» **Problem to solve**
Going down the listing below, print exactly each line from the one with "Points = one dot per instance of the tree, each" up to and including the one with "Target = suv front wheel", and skip the rest.

» **Source material**
-------

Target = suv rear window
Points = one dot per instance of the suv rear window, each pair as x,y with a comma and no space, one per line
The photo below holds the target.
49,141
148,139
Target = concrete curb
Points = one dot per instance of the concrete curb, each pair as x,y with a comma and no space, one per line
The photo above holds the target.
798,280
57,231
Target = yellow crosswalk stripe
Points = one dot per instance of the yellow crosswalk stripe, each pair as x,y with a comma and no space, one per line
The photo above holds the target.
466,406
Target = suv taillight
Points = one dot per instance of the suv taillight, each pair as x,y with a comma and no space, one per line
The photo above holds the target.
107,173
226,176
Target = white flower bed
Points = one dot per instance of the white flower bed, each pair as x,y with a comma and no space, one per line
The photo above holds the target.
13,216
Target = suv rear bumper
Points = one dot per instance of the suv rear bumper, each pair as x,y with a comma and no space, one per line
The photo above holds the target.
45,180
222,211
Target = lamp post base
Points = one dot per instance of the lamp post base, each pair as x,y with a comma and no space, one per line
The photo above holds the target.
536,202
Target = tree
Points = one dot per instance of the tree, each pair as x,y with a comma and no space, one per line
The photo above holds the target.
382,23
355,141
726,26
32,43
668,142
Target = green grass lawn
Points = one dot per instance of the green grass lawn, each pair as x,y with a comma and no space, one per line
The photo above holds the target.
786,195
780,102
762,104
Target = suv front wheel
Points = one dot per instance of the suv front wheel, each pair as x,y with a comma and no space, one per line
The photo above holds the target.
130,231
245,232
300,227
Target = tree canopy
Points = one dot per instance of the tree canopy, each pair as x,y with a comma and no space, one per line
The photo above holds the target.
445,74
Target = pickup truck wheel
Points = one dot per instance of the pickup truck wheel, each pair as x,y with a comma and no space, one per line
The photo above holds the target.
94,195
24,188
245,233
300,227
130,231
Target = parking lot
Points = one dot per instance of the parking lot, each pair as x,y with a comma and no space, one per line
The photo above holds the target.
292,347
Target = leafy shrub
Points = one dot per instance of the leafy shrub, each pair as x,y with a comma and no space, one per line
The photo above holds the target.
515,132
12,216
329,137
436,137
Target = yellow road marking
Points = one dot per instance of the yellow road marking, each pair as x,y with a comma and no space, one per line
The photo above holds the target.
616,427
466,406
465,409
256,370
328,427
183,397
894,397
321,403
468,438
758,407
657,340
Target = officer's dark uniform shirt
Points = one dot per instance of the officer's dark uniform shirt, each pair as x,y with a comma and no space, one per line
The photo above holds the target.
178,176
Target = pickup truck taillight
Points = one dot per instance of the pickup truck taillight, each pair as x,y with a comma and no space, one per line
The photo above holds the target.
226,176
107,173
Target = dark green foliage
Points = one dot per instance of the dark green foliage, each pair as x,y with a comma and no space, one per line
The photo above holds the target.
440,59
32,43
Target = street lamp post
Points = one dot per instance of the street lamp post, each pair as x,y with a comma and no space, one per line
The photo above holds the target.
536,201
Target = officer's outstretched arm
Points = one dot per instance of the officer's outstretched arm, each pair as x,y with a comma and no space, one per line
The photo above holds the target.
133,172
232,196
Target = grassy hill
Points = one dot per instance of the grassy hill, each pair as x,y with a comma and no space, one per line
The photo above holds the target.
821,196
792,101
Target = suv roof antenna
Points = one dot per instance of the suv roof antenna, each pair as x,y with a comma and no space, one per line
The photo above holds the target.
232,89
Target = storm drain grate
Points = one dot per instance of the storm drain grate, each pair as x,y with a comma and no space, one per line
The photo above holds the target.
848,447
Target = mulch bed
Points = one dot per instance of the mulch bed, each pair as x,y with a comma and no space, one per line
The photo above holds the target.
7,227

-------

» **Answer area**
Points = one dot per instance of the tree, each pair as x,y with a comma and no space, one per line
The photo above holds the target.
382,23
355,141
726,26
32,43
668,142
Target = green grass lawn
Points = one dot per instance of the green grass lawn, each pair as x,y with a comma and no space, one per line
The photo above holds the target.
786,195
780,102
762,104
Target = suv front wheel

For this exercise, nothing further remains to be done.